Prompt: Render everything from the line containing "Identify the lace" down to the end of the material below as a Markdown table with the columns Row and Line, numbering each row and skipping blank lines.

--- --- ---

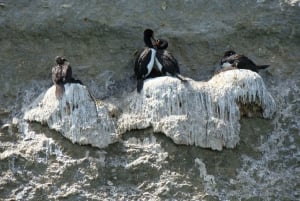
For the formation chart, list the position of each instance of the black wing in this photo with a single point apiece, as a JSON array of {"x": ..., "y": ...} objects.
[
  {"x": 57, "y": 77},
  {"x": 168, "y": 62},
  {"x": 141, "y": 62}
]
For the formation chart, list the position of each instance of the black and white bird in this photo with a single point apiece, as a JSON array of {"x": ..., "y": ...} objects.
[
  {"x": 233, "y": 60},
  {"x": 165, "y": 61},
  {"x": 62, "y": 74},
  {"x": 145, "y": 60}
]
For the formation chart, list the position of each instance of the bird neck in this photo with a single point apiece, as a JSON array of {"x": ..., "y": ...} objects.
[{"x": 148, "y": 42}]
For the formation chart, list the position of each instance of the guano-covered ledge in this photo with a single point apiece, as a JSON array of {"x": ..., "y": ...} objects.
[{"x": 204, "y": 114}]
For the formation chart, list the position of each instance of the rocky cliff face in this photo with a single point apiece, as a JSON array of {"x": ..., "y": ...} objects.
[
  {"x": 204, "y": 114},
  {"x": 99, "y": 38}
]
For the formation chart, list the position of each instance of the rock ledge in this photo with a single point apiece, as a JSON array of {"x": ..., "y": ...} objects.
[{"x": 204, "y": 114}]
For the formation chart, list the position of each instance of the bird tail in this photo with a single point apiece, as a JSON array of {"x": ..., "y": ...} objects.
[
  {"x": 140, "y": 84},
  {"x": 59, "y": 90},
  {"x": 262, "y": 67},
  {"x": 180, "y": 77}
]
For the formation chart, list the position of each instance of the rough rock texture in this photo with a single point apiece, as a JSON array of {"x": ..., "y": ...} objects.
[
  {"x": 75, "y": 115},
  {"x": 204, "y": 114},
  {"x": 99, "y": 39}
]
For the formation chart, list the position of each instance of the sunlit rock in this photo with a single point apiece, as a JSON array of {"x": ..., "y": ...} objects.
[
  {"x": 204, "y": 114},
  {"x": 75, "y": 115}
]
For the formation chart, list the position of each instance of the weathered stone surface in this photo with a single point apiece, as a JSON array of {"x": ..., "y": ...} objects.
[
  {"x": 204, "y": 114},
  {"x": 75, "y": 115}
]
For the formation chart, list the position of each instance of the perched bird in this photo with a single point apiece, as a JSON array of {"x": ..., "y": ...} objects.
[
  {"x": 165, "y": 61},
  {"x": 62, "y": 74},
  {"x": 233, "y": 60},
  {"x": 145, "y": 60}
]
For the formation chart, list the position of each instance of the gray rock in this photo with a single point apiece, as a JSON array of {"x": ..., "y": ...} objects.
[{"x": 204, "y": 114}]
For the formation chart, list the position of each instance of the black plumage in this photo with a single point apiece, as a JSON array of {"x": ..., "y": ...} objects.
[
  {"x": 165, "y": 61},
  {"x": 62, "y": 74},
  {"x": 232, "y": 59},
  {"x": 145, "y": 60}
]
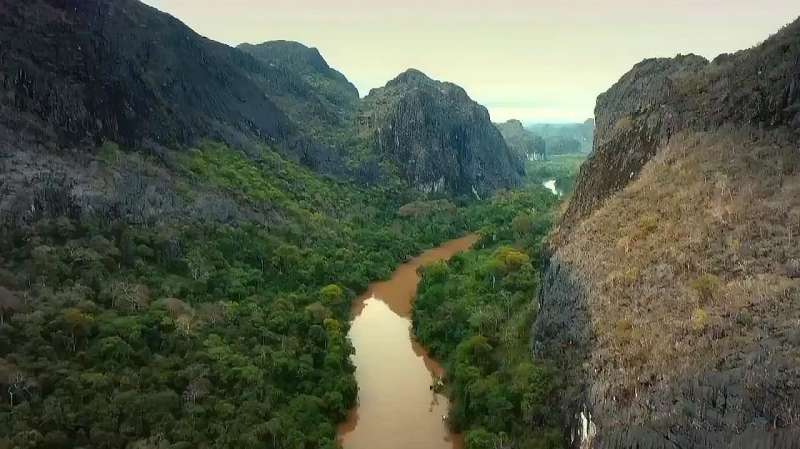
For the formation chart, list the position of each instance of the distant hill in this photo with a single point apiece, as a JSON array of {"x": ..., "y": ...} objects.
[
  {"x": 527, "y": 145},
  {"x": 565, "y": 138}
]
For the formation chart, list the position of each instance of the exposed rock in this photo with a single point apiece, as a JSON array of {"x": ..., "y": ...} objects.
[
  {"x": 565, "y": 138},
  {"x": 526, "y": 145},
  {"x": 438, "y": 137},
  {"x": 335, "y": 93},
  {"x": 80, "y": 72},
  {"x": 691, "y": 159}
]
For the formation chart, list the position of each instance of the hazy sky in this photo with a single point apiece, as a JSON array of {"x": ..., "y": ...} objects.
[{"x": 532, "y": 60}]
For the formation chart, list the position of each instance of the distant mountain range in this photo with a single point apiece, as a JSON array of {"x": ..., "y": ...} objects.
[{"x": 78, "y": 72}]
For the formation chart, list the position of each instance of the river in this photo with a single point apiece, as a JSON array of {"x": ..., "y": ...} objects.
[{"x": 396, "y": 407}]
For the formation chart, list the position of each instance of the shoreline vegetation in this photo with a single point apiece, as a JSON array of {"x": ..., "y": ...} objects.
[
  {"x": 220, "y": 322},
  {"x": 474, "y": 313}
]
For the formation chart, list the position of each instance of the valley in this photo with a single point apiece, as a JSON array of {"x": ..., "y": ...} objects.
[{"x": 214, "y": 246}]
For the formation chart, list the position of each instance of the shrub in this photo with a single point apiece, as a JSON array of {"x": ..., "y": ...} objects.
[{"x": 707, "y": 286}]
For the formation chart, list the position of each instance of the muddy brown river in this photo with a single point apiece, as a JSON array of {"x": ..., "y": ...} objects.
[{"x": 396, "y": 407}]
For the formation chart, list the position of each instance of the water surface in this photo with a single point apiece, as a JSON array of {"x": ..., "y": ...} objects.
[{"x": 396, "y": 407}]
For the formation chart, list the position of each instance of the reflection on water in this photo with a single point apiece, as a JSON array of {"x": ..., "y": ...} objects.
[{"x": 397, "y": 408}]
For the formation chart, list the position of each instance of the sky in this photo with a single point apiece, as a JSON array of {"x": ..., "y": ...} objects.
[{"x": 536, "y": 61}]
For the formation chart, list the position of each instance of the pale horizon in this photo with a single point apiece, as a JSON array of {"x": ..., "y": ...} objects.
[{"x": 538, "y": 62}]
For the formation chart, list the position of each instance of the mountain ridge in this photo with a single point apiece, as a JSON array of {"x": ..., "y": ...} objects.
[{"x": 649, "y": 290}]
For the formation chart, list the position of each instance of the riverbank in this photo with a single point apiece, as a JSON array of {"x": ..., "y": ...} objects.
[{"x": 397, "y": 407}]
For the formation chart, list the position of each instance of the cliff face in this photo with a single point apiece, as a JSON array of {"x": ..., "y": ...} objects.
[
  {"x": 77, "y": 73},
  {"x": 673, "y": 282},
  {"x": 306, "y": 65},
  {"x": 525, "y": 144},
  {"x": 438, "y": 137}
]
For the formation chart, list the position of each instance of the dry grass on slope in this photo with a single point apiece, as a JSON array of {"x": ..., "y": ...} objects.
[{"x": 695, "y": 261}]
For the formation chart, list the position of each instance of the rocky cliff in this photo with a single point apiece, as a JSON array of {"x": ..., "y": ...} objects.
[
  {"x": 84, "y": 71},
  {"x": 526, "y": 145},
  {"x": 306, "y": 65},
  {"x": 437, "y": 136},
  {"x": 74, "y": 74},
  {"x": 672, "y": 292}
]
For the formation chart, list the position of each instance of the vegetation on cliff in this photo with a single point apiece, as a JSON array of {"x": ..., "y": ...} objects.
[
  {"x": 475, "y": 312},
  {"x": 219, "y": 324}
]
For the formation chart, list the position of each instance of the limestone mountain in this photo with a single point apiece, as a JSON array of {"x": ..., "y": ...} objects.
[
  {"x": 565, "y": 138},
  {"x": 311, "y": 87},
  {"x": 673, "y": 284},
  {"x": 438, "y": 138},
  {"x": 79, "y": 72},
  {"x": 527, "y": 145}
]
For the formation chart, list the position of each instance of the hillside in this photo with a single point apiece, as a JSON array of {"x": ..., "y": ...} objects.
[
  {"x": 439, "y": 139},
  {"x": 565, "y": 138},
  {"x": 78, "y": 73},
  {"x": 527, "y": 145},
  {"x": 312, "y": 88},
  {"x": 673, "y": 284}
]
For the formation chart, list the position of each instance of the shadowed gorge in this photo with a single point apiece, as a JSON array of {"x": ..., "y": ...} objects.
[{"x": 213, "y": 244}]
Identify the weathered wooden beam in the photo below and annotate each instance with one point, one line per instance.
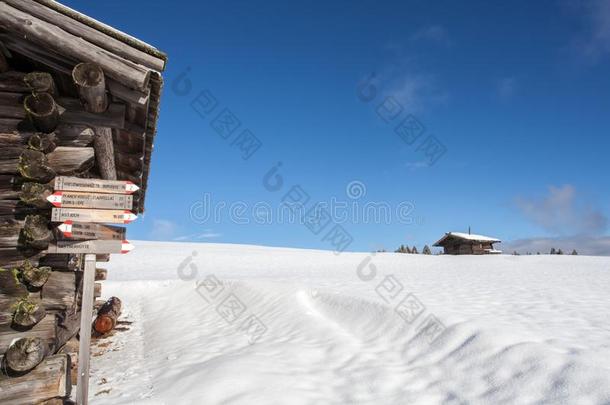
(11, 98)
(51, 379)
(91, 84)
(33, 276)
(36, 194)
(74, 135)
(27, 313)
(40, 82)
(88, 33)
(12, 81)
(4, 67)
(84, 349)
(68, 160)
(101, 274)
(68, 323)
(75, 114)
(42, 111)
(124, 71)
(63, 261)
(60, 291)
(10, 186)
(35, 232)
(25, 353)
(16, 209)
(12, 124)
(45, 330)
(104, 153)
(34, 165)
(64, 65)
(13, 257)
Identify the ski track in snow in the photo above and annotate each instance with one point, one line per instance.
(519, 330)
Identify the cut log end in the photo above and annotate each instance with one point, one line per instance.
(27, 314)
(35, 276)
(91, 83)
(40, 82)
(25, 354)
(42, 111)
(34, 165)
(107, 316)
(36, 233)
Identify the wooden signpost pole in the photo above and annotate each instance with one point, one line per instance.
(84, 351)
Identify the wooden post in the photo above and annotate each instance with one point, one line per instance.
(3, 62)
(82, 386)
(91, 85)
(107, 316)
(104, 153)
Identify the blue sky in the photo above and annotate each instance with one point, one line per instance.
(516, 94)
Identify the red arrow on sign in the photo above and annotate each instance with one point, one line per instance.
(126, 247)
(55, 199)
(66, 228)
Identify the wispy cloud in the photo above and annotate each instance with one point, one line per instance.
(593, 246)
(205, 234)
(562, 212)
(594, 42)
(434, 33)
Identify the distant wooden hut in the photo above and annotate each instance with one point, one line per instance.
(78, 98)
(457, 243)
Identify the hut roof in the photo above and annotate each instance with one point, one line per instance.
(54, 38)
(465, 237)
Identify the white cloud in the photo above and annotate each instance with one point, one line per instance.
(593, 246)
(595, 41)
(434, 33)
(163, 229)
(562, 212)
(205, 234)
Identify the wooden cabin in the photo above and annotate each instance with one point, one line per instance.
(457, 243)
(79, 99)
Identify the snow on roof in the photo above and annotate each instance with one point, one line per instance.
(467, 236)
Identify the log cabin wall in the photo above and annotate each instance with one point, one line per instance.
(77, 98)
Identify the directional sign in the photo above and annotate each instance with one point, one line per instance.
(96, 216)
(72, 199)
(86, 230)
(63, 183)
(90, 246)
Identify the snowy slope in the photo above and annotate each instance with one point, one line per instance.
(518, 329)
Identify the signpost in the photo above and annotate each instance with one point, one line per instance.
(85, 231)
(63, 183)
(90, 246)
(93, 215)
(86, 318)
(83, 207)
(73, 199)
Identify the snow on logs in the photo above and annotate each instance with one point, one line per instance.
(107, 316)
(53, 37)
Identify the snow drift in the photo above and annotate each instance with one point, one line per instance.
(311, 327)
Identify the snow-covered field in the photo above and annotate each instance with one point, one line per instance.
(341, 330)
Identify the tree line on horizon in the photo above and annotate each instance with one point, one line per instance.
(552, 252)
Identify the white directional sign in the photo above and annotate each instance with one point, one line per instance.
(86, 230)
(63, 183)
(92, 215)
(90, 246)
(72, 199)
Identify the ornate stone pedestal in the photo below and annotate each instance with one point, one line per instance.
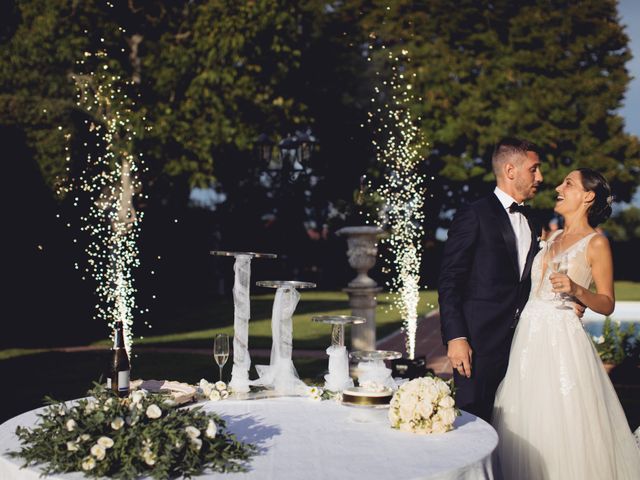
(362, 243)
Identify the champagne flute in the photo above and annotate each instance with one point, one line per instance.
(554, 265)
(560, 264)
(221, 350)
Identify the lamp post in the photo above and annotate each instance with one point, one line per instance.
(286, 175)
(289, 159)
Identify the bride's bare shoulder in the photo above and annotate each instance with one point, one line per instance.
(599, 243)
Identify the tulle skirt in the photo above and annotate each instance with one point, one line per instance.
(556, 412)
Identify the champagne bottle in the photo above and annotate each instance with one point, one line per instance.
(120, 366)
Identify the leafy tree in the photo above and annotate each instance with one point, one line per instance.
(552, 71)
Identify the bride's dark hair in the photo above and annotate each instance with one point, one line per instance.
(600, 208)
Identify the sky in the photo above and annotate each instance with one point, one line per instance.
(629, 11)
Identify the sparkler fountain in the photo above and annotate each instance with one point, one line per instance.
(401, 190)
(110, 179)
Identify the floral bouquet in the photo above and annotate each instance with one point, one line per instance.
(423, 405)
(142, 434)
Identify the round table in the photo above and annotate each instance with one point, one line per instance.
(304, 439)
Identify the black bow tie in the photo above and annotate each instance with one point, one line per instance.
(523, 209)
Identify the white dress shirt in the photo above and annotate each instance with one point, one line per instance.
(520, 228)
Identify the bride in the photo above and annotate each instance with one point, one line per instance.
(556, 412)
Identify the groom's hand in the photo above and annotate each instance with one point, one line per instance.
(459, 353)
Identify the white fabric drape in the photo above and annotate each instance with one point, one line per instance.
(281, 374)
(338, 377)
(375, 372)
(241, 314)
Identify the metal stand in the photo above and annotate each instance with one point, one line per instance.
(241, 314)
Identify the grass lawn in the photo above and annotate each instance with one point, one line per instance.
(36, 372)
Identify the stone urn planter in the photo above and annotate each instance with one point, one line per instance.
(362, 250)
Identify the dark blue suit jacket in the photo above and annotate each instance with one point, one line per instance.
(480, 290)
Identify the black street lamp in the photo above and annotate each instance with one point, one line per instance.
(290, 158)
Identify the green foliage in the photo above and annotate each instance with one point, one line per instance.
(625, 225)
(617, 343)
(212, 74)
(104, 435)
(552, 71)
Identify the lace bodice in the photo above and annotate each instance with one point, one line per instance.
(579, 268)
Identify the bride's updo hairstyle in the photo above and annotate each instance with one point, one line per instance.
(600, 208)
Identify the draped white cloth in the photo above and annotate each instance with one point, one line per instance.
(241, 314)
(338, 377)
(556, 412)
(303, 439)
(281, 374)
(375, 372)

--- --- ---

Full solution:
| Row | Line |
|---|---|
| 1 | Identify the lace bodice in the photo above and annotate each instance with one point, one line per instance. |
| 2 | (579, 268) |
| 3 | Identify the bride's updo hairstyle in the photo above and annotate each instance with one point, one line per instance. |
| 4 | (600, 208) |
| 5 | Identify the draped white cloth in the photo above and annotate each instance with one point, one line per instance. |
| 6 | (241, 314) |
| 7 | (338, 377) |
| 8 | (556, 412) |
| 9 | (303, 439) |
| 10 | (281, 374) |
| 11 | (375, 372) |